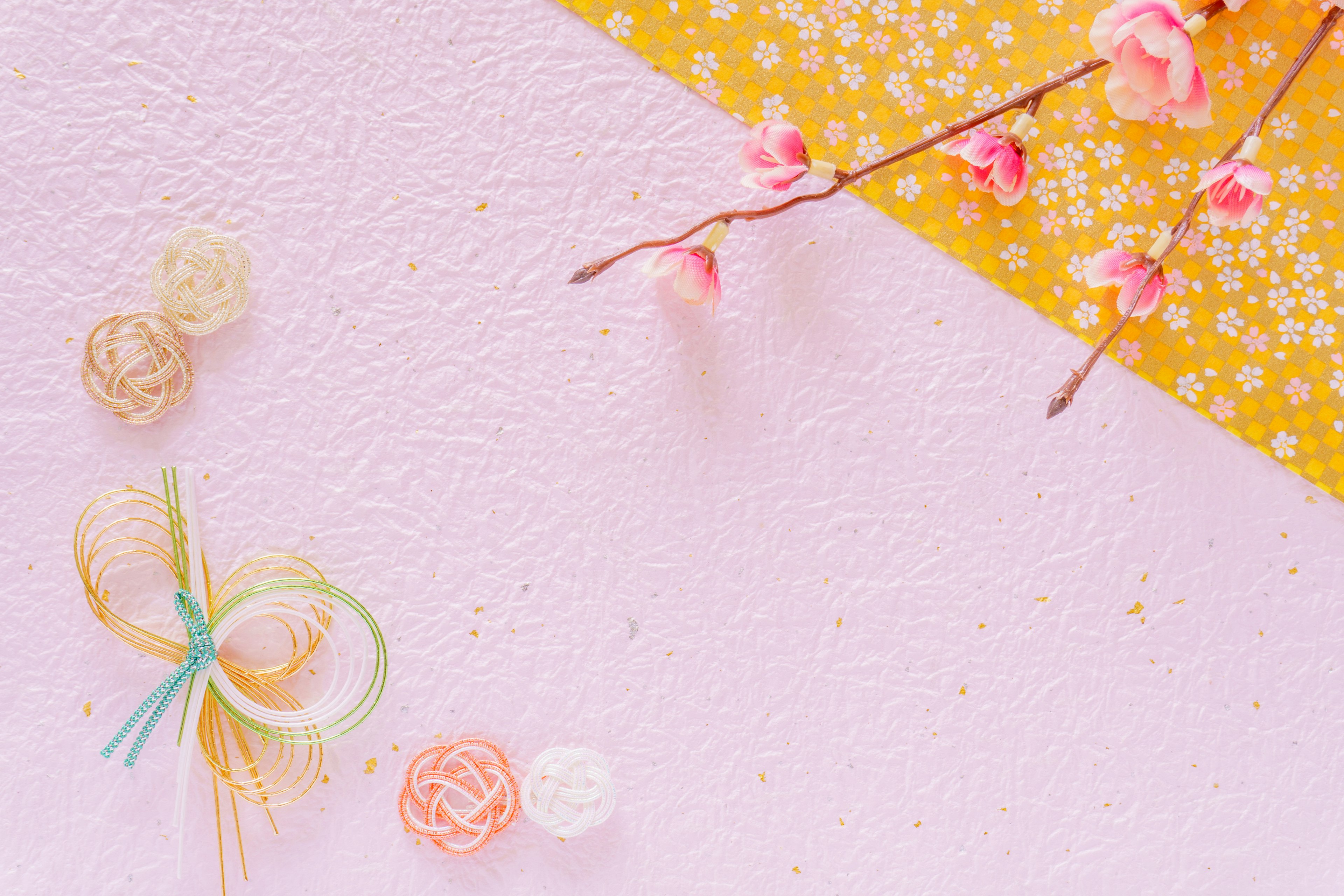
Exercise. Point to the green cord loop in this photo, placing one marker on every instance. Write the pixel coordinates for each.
(201, 653)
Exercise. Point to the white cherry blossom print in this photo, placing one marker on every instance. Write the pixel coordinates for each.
(1251, 378)
(619, 26)
(999, 35)
(768, 54)
(1189, 387)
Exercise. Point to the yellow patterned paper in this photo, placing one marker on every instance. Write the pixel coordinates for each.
(1251, 334)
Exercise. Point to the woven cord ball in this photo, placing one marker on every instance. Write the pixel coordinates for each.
(459, 796)
(202, 280)
(136, 366)
(568, 792)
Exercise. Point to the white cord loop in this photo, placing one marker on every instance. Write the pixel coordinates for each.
(568, 792)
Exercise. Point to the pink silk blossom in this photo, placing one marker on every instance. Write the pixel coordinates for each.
(998, 164)
(1236, 192)
(1116, 268)
(1155, 62)
(697, 273)
(775, 156)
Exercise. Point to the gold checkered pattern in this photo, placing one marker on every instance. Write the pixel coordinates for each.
(1277, 383)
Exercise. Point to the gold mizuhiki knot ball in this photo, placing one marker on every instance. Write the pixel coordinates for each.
(202, 280)
(136, 366)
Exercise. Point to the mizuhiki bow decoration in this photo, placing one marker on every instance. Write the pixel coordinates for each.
(260, 723)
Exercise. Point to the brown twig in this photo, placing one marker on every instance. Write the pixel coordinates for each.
(1065, 396)
(1029, 101)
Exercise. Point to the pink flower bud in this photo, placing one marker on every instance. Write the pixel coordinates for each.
(1116, 268)
(695, 269)
(1236, 192)
(996, 164)
(775, 156)
(1155, 62)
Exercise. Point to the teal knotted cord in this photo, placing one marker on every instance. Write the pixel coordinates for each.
(201, 653)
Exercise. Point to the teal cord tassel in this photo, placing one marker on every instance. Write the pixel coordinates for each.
(201, 653)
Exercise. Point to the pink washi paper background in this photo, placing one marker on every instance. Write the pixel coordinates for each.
(753, 561)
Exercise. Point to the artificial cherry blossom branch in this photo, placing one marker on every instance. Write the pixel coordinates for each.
(1171, 240)
(1029, 101)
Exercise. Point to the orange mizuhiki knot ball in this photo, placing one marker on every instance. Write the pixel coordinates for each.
(136, 366)
(459, 796)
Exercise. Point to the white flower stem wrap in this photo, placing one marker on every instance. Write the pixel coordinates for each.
(568, 792)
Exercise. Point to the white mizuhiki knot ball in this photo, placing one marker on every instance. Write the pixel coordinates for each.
(568, 792)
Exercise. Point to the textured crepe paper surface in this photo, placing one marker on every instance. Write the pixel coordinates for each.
(863, 78)
(726, 491)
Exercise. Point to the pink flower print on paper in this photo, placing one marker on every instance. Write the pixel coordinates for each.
(1154, 59)
(1085, 121)
(1143, 194)
(835, 10)
(1256, 340)
(967, 58)
(1297, 391)
(1222, 407)
(1232, 76)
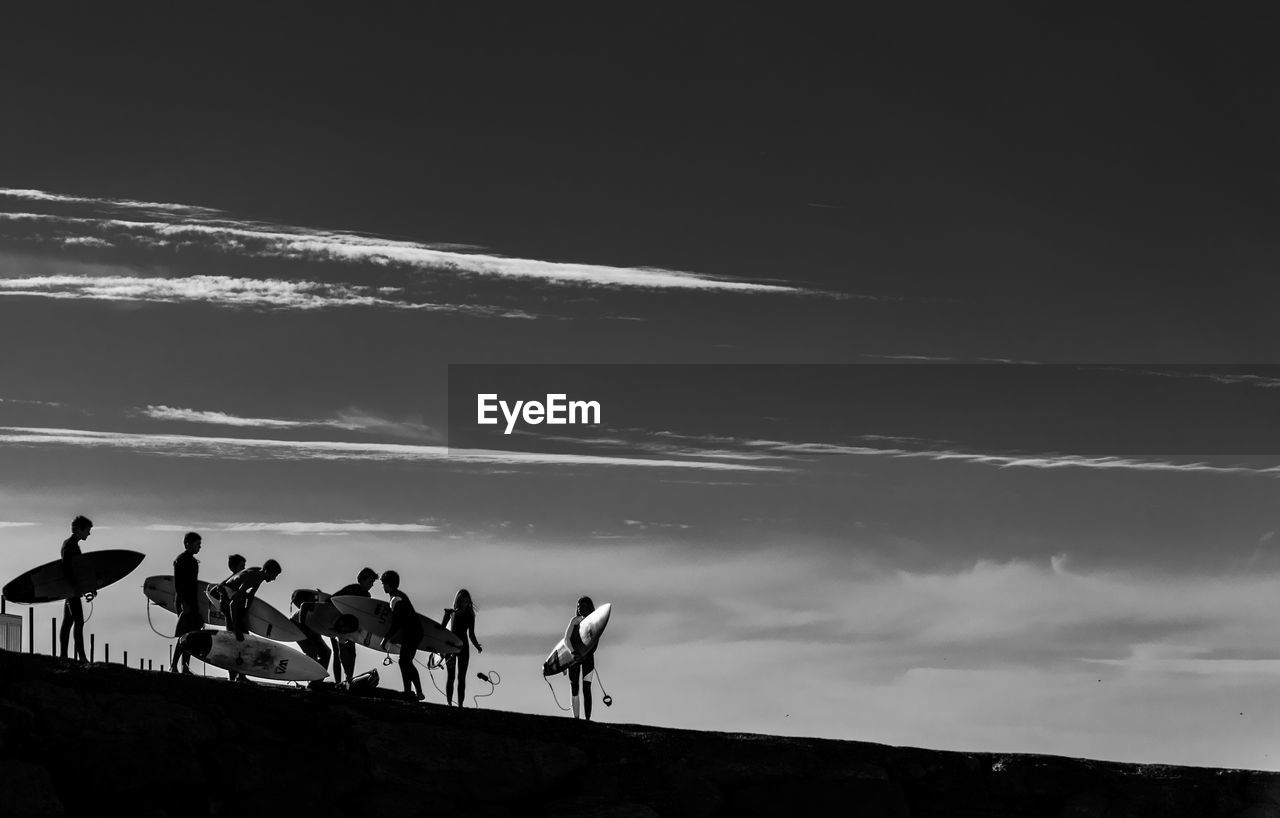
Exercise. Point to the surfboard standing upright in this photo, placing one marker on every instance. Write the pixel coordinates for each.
(589, 630)
(94, 570)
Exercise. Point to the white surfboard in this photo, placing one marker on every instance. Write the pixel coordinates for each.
(589, 630)
(263, 618)
(252, 656)
(323, 616)
(375, 617)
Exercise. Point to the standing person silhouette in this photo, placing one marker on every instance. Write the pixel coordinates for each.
(461, 618)
(186, 571)
(73, 613)
(344, 649)
(243, 588)
(585, 665)
(234, 563)
(406, 630)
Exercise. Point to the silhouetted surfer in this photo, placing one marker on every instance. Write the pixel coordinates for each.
(586, 658)
(186, 570)
(234, 563)
(73, 613)
(406, 630)
(344, 650)
(312, 645)
(461, 618)
(242, 588)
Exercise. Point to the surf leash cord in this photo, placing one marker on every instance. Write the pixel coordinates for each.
(493, 679)
(548, 680)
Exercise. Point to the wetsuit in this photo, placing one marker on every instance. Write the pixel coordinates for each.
(73, 613)
(462, 624)
(312, 645)
(344, 661)
(186, 569)
(583, 668)
(242, 588)
(406, 630)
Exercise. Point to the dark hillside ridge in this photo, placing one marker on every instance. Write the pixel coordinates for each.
(76, 740)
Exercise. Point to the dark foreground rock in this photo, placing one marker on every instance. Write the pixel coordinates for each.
(76, 740)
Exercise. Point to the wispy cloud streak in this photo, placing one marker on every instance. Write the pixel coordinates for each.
(350, 420)
(227, 291)
(206, 229)
(256, 448)
(295, 529)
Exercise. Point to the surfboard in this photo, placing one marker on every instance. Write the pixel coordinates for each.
(263, 618)
(375, 617)
(589, 630)
(94, 570)
(254, 656)
(323, 617)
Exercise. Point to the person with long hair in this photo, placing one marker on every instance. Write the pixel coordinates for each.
(406, 630)
(186, 583)
(585, 665)
(461, 618)
(73, 612)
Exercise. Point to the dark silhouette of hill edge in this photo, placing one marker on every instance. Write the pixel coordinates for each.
(80, 739)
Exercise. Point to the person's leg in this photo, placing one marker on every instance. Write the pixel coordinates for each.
(451, 666)
(574, 672)
(238, 617)
(464, 659)
(78, 627)
(225, 607)
(347, 654)
(64, 633)
(410, 671)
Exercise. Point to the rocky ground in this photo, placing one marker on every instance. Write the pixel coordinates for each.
(76, 740)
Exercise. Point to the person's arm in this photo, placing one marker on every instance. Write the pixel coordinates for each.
(397, 615)
(68, 569)
(572, 639)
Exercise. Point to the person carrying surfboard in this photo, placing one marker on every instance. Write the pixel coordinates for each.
(585, 665)
(461, 618)
(73, 613)
(186, 583)
(242, 588)
(343, 649)
(405, 630)
(234, 563)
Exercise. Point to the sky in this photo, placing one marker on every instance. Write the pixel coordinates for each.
(936, 350)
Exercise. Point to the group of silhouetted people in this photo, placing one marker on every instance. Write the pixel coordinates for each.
(236, 594)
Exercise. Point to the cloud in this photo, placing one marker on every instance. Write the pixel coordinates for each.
(257, 448)
(109, 204)
(204, 229)
(789, 452)
(227, 291)
(350, 420)
(295, 529)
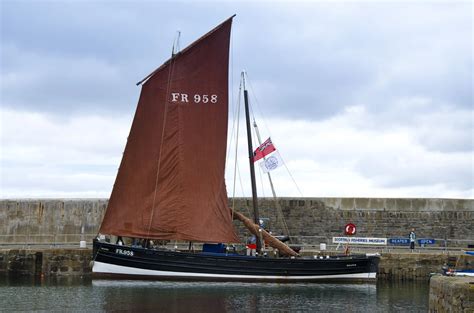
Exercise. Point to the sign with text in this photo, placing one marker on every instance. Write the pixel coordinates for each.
(350, 229)
(426, 241)
(360, 240)
(399, 241)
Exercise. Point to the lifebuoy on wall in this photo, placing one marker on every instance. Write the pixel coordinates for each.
(350, 229)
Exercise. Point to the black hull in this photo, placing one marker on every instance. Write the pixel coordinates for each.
(122, 261)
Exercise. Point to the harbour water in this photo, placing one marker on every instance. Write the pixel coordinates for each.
(74, 294)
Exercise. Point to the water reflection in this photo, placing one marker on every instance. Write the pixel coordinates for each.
(84, 294)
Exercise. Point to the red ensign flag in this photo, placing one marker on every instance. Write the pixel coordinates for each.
(264, 149)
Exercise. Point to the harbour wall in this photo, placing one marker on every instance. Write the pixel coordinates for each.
(308, 220)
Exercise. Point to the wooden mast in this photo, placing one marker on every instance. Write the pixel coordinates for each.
(256, 216)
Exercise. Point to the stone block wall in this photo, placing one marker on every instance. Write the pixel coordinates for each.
(36, 262)
(311, 220)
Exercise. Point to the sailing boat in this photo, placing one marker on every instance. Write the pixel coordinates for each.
(170, 185)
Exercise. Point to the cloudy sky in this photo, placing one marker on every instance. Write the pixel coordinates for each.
(370, 99)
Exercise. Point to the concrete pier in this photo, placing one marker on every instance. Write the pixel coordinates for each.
(310, 220)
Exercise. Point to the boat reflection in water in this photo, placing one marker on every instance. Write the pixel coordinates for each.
(75, 294)
(232, 297)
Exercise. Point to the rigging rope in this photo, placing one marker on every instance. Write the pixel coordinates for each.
(168, 88)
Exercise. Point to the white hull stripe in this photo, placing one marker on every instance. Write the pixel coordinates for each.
(105, 268)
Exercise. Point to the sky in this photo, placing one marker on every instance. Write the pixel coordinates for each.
(361, 99)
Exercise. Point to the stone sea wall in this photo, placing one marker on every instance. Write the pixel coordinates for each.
(451, 294)
(310, 220)
(45, 262)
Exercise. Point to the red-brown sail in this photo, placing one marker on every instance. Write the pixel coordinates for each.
(170, 184)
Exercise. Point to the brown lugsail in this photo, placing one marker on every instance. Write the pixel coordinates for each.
(170, 183)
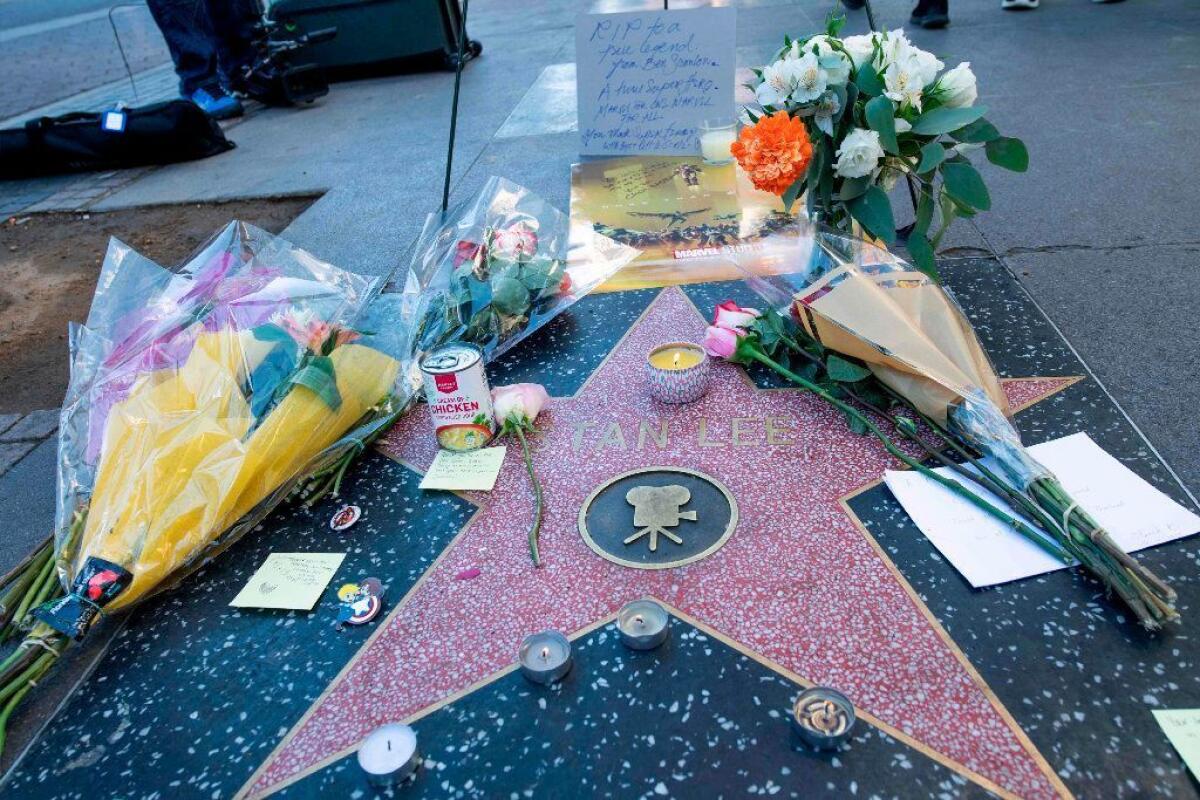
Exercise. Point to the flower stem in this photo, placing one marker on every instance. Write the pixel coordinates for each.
(535, 528)
(756, 353)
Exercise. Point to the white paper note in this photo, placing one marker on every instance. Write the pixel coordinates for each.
(474, 470)
(987, 553)
(646, 80)
(1182, 727)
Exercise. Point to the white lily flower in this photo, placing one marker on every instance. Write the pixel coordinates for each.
(859, 154)
(903, 83)
(779, 80)
(813, 79)
(958, 86)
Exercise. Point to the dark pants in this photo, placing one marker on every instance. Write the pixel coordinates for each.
(209, 40)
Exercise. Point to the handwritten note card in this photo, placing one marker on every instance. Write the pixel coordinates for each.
(647, 79)
(474, 470)
(289, 581)
(987, 553)
(1182, 727)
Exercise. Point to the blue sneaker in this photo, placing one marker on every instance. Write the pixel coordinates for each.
(216, 103)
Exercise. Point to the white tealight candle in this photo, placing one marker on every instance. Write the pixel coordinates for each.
(643, 624)
(545, 657)
(715, 137)
(388, 755)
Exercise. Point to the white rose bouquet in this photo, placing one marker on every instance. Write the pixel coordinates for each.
(844, 119)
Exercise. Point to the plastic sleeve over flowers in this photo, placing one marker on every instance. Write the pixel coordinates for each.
(197, 398)
(497, 268)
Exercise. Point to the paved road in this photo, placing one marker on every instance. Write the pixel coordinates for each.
(58, 49)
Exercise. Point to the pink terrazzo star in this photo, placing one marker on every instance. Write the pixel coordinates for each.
(799, 583)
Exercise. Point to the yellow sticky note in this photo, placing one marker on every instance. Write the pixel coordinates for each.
(1182, 727)
(474, 470)
(289, 581)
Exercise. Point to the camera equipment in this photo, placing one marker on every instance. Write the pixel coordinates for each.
(273, 78)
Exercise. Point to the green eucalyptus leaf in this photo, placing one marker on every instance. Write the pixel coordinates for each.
(793, 192)
(873, 210)
(869, 80)
(977, 132)
(1009, 154)
(856, 425)
(509, 296)
(943, 120)
(844, 371)
(931, 155)
(880, 116)
(852, 187)
(965, 185)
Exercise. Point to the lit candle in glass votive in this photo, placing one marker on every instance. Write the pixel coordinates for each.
(822, 717)
(715, 137)
(389, 755)
(545, 657)
(643, 625)
(677, 372)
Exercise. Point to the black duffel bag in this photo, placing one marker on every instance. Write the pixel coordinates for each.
(161, 133)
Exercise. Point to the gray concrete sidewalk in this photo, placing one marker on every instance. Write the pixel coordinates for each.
(1099, 229)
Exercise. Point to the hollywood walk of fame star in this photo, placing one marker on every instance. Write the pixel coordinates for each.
(799, 584)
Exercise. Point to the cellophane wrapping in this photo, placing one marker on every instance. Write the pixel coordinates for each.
(497, 268)
(858, 299)
(197, 400)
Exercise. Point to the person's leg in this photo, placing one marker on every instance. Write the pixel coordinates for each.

## Stated goal
Starting with the line that contains "Exercise. Point to the lit", return each line through the last one of the data above, exactly as written and nothing more.

## Correct response
Exercise. Point to the lit candle in glass votive in this photo, placing one marker on every instance. Write the pixel coordinates for each.
(822, 717)
(715, 137)
(389, 755)
(545, 657)
(643, 625)
(677, 372)
Exercise. Point to the black duffel bag in this photo, placing one marker on every instance. Write the pixel coordinates for each.
(161, 133)
Exercise. Point to the gray concrete sidewalk in this photo, placing one marker on every instance. Write the pixel coordinates for each.
(1099, 229)
Exercise. Point to the hollywood walk of fame star in this photo, placing one marker on every instance. Write the pixel coordinates for each.
(799, 584)
Exercise. Point to the cellophane wrapping in this photo, placing one marker on every instance. Write the pixel coordinates for each.
(497, 268)
(858, 299)
(197, 400)
Exercise. Point to the person's leg in this photo, placing one marker on every instance. Write the pixel coordinates for each.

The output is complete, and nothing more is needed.